Dataset entries

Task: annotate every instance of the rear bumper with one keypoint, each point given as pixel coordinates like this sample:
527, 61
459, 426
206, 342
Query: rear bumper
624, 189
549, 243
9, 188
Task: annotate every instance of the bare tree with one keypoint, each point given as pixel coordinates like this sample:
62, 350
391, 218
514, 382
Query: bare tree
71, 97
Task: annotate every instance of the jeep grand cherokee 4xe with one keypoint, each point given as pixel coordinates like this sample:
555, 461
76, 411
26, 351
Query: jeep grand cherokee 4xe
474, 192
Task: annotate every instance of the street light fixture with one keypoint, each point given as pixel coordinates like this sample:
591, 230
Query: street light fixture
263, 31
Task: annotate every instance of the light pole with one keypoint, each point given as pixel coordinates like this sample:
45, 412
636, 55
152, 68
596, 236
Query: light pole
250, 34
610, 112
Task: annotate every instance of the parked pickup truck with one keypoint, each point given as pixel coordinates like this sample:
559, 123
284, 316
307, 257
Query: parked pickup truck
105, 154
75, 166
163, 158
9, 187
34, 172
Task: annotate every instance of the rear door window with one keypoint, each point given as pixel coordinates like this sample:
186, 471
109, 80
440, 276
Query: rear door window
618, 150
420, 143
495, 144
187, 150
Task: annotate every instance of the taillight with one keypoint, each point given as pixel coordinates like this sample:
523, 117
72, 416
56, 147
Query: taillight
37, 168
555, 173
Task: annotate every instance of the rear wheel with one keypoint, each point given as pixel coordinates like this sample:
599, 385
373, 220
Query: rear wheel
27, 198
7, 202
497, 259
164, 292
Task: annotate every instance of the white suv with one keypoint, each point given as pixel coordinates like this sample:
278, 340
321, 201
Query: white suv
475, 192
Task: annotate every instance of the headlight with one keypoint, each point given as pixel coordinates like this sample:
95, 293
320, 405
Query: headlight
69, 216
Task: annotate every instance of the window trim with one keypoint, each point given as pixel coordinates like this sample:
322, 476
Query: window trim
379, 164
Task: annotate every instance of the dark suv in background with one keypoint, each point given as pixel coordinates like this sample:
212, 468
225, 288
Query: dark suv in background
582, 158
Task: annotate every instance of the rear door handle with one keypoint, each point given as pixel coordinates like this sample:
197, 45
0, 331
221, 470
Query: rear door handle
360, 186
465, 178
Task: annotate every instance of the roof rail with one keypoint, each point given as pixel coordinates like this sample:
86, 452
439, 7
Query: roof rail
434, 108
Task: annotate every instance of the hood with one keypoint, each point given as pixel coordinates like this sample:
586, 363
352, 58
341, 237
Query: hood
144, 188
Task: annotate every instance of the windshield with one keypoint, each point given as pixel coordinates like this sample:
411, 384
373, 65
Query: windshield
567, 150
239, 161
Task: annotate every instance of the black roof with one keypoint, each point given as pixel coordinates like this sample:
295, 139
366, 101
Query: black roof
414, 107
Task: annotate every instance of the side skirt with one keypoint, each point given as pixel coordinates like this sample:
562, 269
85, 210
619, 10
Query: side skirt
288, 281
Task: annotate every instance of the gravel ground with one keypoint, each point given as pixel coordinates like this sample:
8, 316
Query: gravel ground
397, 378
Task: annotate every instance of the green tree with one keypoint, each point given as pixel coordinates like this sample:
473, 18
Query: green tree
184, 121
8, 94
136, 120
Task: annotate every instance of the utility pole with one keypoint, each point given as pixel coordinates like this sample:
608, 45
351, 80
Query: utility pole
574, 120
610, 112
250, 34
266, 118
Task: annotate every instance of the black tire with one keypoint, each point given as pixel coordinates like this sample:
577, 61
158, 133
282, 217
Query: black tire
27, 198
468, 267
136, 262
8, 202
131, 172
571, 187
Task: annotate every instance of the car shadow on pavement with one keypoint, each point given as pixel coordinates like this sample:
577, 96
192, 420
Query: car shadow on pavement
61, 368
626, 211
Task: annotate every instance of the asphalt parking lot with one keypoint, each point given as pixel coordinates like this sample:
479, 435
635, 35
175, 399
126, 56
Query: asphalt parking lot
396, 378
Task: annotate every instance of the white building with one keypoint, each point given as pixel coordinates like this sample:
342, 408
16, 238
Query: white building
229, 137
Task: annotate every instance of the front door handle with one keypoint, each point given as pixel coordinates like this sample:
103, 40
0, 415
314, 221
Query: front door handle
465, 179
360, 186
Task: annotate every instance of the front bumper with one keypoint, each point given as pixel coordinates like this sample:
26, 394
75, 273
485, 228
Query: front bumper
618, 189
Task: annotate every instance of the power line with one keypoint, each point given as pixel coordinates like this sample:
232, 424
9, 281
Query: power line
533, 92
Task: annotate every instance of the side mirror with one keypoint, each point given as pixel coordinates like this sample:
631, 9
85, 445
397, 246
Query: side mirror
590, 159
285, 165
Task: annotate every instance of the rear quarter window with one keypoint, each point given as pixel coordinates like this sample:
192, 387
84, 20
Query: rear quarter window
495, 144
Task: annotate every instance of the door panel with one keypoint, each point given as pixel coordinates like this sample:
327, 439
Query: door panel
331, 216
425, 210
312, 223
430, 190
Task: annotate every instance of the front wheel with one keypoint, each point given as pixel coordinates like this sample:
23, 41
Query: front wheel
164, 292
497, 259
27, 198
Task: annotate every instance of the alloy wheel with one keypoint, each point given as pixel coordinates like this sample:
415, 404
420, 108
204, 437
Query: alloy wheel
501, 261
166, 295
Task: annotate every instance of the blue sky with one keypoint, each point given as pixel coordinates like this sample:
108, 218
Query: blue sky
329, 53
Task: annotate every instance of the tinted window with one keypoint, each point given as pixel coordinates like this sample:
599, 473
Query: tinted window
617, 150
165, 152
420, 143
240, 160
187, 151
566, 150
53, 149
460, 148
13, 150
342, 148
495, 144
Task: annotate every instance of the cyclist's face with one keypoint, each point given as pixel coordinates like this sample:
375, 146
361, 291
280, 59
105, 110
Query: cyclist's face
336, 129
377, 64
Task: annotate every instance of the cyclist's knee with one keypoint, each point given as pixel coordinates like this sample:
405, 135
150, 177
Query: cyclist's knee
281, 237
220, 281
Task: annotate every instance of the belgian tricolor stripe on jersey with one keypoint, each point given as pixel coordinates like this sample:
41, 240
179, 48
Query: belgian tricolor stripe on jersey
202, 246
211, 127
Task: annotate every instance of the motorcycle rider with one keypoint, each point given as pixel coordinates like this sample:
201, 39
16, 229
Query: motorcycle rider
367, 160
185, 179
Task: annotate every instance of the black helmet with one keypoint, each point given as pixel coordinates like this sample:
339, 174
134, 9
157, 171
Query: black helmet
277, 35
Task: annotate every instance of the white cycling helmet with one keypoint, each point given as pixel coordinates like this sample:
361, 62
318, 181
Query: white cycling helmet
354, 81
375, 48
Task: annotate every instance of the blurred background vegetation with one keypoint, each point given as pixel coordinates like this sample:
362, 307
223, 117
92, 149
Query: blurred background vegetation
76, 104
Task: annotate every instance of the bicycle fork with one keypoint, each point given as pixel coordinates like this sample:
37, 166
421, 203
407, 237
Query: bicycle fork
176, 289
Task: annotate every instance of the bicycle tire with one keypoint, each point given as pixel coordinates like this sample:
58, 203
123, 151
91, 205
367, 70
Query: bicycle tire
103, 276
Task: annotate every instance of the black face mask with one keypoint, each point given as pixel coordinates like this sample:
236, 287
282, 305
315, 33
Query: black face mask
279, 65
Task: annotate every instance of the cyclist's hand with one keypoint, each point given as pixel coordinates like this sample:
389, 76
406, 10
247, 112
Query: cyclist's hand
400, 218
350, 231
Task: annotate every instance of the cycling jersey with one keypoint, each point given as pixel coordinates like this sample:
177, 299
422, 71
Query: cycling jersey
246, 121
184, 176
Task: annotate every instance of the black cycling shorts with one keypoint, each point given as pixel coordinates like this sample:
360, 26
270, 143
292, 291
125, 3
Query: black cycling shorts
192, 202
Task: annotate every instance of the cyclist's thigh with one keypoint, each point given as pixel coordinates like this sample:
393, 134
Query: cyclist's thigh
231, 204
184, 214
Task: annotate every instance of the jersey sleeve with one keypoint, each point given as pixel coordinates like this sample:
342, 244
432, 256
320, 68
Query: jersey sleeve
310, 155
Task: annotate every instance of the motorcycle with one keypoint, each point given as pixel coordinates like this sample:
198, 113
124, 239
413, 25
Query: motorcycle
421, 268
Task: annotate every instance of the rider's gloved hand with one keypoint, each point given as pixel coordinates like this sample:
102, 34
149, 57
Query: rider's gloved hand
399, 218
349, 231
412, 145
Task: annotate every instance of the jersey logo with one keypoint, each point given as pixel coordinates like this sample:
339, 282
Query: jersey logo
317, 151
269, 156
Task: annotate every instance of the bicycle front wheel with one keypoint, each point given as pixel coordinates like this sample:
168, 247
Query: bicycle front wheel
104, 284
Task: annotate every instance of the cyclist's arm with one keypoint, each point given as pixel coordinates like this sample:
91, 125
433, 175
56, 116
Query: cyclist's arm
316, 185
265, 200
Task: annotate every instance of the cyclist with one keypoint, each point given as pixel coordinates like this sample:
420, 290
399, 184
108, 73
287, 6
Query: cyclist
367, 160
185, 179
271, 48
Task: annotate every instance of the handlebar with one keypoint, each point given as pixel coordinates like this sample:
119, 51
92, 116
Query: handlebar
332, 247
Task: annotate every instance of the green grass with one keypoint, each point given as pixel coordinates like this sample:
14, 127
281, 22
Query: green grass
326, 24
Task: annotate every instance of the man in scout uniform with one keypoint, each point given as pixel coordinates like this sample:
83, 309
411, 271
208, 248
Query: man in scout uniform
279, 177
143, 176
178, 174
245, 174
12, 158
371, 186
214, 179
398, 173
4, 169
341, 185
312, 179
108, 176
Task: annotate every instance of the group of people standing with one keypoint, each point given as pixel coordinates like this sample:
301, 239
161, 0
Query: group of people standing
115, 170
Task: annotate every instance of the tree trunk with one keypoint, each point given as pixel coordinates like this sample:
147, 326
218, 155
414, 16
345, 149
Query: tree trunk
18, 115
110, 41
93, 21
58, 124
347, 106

▶ _Goal of the exercise_
The line with "Task: annotate every instance of the tree" through the last line of the data: write these out exactly, and no others.

▶ _Exercise solution_
Task: annotate every instance of the tree trunk with one keypoint, each point given as pixel coordinates like this sample:
147, 326
218, 155
414, 16
345, 149
Query: tree trunk
18, 115
110, 41
93, 21
58, 124
347, 106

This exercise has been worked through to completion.